* SET TASK:
Which lines in the records below contain the word "wheel"? Pick out each one and copy it; case counts.

* Position identification records:
----------
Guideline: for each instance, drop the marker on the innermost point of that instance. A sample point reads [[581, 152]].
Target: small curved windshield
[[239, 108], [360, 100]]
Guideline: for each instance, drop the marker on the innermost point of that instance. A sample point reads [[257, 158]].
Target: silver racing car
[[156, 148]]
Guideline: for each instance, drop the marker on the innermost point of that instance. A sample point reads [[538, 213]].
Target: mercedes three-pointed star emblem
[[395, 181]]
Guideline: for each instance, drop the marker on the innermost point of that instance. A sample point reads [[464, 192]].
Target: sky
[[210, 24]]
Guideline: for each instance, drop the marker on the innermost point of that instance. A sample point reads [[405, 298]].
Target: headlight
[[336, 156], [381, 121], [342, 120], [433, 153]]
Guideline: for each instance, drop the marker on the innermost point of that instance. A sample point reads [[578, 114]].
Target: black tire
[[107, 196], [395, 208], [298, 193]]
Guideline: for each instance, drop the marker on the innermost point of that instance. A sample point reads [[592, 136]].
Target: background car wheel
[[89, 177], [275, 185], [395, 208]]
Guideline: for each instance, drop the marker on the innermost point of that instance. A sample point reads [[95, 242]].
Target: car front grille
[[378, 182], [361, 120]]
----------
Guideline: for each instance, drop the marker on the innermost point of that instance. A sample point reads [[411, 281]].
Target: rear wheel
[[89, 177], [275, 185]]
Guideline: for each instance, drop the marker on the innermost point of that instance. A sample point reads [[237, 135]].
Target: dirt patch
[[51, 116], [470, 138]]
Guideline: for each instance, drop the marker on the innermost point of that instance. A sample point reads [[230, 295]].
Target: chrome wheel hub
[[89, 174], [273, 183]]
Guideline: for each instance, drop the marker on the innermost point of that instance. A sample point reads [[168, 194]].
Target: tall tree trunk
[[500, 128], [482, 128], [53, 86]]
----------
* TASK ANSWER:
Target: background car wheel
Target: rear wheel
Target: chrome wheel hub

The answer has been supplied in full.